STATED TASK >>
Find every line of the lines below that contains the word "post" and copy each one in full.

SOURCE DATA >>
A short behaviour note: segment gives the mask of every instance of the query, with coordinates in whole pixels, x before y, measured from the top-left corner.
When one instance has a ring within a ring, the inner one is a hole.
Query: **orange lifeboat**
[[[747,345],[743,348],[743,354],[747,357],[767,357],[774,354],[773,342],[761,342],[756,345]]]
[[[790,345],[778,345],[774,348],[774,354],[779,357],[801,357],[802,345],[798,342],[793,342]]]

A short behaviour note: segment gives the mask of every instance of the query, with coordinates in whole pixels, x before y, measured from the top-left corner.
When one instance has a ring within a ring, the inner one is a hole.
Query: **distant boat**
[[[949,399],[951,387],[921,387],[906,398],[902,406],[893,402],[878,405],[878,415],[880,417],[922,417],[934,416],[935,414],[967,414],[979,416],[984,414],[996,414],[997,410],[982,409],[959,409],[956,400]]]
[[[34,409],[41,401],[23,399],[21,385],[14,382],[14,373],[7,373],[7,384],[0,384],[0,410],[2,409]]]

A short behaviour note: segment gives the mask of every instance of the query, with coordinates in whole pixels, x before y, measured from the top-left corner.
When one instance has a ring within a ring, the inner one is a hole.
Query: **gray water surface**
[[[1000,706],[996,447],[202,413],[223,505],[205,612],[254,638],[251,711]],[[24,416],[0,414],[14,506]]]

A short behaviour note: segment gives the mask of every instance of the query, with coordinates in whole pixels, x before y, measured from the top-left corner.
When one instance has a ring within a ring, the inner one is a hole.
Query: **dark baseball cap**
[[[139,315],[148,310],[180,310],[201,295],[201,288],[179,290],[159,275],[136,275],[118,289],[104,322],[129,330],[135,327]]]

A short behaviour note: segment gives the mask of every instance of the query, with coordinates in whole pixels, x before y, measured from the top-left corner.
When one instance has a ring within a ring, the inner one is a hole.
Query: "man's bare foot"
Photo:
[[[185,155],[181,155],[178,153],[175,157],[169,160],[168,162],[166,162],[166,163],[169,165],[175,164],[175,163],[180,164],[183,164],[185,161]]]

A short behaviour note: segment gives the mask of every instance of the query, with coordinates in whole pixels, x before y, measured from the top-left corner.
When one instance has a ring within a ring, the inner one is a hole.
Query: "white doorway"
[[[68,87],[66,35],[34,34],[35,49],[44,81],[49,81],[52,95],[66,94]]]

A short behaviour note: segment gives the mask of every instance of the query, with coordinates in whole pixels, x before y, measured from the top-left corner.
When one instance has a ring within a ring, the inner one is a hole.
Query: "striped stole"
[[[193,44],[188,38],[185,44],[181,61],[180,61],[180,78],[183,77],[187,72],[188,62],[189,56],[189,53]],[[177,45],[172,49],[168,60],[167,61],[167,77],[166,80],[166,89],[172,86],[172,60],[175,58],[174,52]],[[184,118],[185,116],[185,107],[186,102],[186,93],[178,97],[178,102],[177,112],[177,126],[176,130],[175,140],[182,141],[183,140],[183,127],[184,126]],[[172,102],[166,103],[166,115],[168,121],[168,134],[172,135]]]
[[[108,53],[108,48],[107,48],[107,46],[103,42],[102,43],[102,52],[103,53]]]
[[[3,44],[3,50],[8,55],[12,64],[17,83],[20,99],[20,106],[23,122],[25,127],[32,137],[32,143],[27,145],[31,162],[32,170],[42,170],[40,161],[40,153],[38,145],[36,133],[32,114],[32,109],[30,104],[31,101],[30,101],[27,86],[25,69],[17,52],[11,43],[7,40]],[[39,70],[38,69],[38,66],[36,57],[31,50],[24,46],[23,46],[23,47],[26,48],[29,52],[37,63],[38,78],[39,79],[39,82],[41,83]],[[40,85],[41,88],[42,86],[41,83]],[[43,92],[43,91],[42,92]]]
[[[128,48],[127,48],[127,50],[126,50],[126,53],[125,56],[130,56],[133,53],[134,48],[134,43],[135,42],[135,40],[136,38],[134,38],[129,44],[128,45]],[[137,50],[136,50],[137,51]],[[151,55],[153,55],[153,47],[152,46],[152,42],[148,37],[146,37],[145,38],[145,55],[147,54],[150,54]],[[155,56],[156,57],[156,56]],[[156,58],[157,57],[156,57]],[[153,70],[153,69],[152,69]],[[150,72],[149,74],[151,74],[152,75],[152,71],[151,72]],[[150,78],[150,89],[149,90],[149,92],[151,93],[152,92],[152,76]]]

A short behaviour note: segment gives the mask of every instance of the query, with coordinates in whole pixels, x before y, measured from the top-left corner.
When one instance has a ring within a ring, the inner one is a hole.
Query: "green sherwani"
--
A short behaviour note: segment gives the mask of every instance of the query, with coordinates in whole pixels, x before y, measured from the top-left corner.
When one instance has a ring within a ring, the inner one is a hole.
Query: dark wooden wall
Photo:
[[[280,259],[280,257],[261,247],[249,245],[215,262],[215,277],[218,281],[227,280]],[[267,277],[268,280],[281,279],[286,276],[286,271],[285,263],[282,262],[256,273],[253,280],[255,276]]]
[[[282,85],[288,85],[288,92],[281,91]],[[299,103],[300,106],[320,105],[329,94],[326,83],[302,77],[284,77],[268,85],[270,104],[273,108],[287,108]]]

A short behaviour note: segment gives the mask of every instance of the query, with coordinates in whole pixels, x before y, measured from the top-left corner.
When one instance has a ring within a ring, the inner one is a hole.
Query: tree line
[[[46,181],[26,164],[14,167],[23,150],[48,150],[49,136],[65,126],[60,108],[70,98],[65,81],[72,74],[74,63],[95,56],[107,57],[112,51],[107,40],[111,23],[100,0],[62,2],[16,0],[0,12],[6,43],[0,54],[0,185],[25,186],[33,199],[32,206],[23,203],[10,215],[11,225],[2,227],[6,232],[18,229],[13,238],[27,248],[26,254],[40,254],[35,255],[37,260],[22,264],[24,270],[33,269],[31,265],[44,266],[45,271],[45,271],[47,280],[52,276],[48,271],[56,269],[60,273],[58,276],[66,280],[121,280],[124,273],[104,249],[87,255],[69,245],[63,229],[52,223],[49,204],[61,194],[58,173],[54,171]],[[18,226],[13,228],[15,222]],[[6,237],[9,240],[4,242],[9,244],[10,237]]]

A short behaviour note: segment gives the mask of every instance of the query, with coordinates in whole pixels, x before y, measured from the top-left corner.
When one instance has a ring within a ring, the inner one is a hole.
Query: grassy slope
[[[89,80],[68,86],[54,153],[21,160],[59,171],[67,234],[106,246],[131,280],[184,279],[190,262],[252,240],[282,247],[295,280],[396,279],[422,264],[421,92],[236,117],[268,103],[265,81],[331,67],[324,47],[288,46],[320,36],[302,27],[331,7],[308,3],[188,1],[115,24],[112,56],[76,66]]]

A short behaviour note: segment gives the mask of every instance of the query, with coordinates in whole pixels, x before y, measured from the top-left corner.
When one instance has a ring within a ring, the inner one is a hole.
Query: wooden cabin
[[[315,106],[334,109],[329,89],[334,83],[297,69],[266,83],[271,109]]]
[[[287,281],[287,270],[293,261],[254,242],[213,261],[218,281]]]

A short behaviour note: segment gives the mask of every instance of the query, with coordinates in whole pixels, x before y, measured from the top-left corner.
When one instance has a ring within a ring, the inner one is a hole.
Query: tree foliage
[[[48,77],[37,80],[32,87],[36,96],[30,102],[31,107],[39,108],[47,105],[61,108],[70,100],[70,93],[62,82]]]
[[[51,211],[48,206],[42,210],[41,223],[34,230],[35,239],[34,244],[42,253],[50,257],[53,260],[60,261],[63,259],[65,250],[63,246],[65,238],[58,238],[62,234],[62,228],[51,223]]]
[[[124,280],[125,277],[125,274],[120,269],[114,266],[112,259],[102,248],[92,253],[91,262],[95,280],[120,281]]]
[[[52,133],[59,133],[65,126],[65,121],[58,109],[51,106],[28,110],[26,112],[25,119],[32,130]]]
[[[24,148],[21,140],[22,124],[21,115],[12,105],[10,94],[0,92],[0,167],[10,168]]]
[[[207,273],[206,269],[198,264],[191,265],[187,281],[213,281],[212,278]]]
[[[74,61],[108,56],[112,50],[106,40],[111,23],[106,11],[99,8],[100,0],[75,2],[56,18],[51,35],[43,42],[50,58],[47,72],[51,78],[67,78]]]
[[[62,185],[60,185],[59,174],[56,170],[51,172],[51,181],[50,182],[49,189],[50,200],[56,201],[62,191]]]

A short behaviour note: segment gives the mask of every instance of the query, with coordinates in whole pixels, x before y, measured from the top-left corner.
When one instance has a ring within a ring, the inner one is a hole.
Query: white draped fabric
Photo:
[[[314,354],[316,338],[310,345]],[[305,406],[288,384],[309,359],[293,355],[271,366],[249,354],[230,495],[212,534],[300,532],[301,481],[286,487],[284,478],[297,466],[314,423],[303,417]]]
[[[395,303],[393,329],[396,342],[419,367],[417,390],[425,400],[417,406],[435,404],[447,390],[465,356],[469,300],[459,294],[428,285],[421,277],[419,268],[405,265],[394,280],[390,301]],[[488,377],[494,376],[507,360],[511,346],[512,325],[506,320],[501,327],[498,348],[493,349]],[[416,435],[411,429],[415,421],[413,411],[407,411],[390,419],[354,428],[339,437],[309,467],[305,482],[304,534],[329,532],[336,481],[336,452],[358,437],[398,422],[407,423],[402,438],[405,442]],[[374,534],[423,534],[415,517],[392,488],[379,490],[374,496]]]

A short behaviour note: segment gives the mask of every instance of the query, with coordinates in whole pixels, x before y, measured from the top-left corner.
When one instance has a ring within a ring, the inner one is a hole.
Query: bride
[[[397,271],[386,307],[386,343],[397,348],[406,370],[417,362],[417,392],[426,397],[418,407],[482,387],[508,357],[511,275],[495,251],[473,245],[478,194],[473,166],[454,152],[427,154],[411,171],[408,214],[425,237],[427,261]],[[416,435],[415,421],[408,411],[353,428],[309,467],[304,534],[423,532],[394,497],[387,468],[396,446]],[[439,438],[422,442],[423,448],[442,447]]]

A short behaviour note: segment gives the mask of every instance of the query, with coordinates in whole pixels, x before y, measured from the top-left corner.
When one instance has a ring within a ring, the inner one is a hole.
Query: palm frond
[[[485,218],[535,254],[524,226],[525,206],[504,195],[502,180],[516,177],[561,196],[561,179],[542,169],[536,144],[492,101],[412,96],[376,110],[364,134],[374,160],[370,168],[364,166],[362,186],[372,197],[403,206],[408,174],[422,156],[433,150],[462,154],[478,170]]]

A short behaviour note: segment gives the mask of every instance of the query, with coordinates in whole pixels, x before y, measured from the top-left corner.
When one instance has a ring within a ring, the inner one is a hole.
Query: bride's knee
...
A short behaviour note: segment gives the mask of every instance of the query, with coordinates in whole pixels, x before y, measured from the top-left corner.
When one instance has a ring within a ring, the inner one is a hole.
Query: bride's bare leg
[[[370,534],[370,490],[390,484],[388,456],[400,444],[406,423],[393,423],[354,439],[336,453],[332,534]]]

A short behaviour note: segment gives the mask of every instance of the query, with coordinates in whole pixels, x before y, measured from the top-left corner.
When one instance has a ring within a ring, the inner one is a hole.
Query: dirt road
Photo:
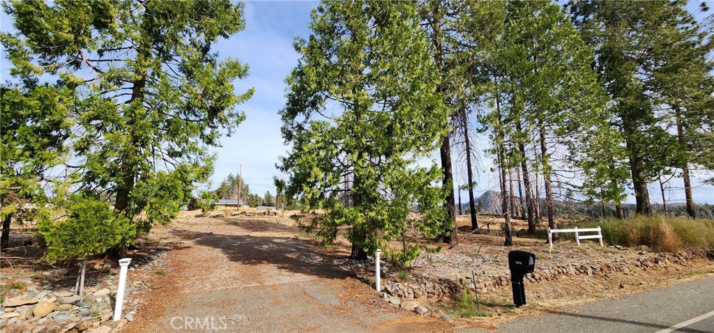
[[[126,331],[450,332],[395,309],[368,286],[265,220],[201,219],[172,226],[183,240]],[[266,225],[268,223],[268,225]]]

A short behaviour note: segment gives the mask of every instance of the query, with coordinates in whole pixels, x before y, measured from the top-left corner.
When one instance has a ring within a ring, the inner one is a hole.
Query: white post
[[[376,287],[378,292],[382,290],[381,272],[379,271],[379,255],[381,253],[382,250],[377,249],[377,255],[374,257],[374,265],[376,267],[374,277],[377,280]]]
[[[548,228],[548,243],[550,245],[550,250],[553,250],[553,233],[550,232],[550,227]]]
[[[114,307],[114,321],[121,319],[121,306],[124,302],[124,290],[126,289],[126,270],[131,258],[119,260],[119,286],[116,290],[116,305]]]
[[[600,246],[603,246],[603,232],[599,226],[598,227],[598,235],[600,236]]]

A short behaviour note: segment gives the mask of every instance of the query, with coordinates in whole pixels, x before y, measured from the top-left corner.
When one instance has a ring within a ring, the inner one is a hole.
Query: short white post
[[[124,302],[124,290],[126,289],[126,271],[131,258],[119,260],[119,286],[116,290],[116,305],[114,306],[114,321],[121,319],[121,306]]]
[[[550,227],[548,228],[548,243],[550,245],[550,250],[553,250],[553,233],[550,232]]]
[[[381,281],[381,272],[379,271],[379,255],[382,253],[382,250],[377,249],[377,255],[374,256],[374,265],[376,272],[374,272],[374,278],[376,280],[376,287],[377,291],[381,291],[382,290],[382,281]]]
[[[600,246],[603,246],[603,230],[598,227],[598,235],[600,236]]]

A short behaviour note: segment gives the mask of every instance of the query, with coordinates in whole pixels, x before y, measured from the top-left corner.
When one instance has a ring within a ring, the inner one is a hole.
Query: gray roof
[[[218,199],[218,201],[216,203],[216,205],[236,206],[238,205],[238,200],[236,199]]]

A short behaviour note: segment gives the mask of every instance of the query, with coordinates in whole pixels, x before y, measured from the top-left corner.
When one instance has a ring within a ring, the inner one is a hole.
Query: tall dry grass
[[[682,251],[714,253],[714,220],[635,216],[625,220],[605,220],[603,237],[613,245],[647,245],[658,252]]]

RESULT OF THIS EXERCISE >>
Query: white post
Query: short white post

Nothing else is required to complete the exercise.